> _EXERCISE INPUT_:
□ □ □ □
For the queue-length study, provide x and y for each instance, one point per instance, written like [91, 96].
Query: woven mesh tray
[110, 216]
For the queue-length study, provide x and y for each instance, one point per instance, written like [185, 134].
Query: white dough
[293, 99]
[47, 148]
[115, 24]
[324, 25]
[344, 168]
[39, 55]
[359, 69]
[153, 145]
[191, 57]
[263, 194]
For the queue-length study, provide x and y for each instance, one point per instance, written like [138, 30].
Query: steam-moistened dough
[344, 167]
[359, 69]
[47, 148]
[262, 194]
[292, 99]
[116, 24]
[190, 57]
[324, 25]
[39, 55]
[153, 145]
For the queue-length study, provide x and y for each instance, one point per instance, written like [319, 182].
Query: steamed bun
□ □ □ □
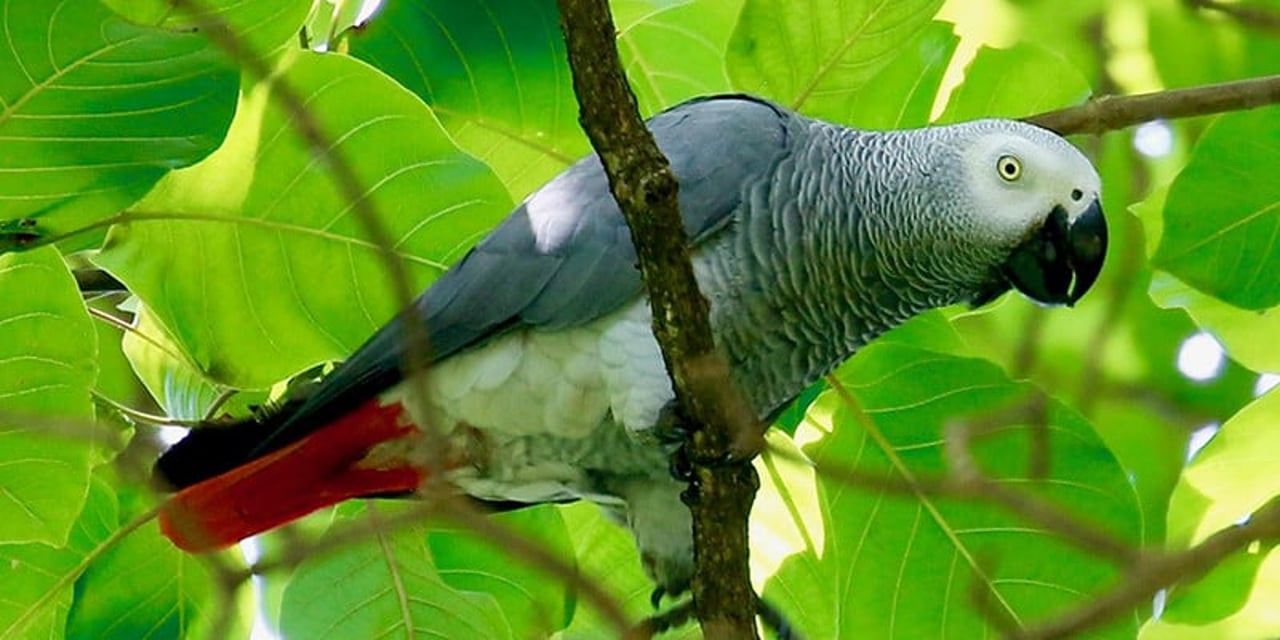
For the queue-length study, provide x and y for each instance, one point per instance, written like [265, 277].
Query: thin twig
□ □ □ □
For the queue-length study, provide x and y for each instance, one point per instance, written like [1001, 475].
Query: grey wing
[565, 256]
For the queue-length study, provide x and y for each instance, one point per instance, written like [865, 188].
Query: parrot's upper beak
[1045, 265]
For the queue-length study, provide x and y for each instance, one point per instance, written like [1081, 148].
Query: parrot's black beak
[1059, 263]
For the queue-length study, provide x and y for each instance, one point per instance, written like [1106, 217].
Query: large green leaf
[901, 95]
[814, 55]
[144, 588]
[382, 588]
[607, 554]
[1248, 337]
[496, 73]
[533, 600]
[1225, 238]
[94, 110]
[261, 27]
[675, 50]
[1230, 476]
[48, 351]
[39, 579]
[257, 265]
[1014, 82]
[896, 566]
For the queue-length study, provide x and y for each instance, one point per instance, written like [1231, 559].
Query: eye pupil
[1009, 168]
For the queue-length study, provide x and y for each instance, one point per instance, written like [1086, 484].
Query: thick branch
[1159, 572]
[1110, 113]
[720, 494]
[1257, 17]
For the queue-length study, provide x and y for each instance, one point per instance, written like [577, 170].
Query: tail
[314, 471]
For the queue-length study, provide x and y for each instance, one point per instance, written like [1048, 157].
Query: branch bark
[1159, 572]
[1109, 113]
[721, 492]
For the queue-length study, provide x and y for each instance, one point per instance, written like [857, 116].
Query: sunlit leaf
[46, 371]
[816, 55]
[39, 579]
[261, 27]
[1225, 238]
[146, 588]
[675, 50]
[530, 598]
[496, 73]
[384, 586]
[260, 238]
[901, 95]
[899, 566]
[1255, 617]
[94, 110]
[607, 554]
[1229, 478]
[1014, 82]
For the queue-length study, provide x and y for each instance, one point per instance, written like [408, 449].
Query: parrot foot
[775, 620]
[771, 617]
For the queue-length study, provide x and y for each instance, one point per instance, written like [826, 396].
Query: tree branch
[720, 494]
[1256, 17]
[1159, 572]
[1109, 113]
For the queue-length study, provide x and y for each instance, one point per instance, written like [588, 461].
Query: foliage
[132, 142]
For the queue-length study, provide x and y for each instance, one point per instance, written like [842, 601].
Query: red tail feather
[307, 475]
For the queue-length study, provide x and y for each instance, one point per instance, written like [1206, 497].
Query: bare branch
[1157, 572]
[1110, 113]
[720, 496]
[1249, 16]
□ □ □ □
> _WHAT NEEDS TO BE DONE_: Show each line above that contains the string "parrot", copying every such line in full.

> _IN RESPONSE_:
Query: parrot's upper beak
Query: parrot's black beak
Query: parrot foot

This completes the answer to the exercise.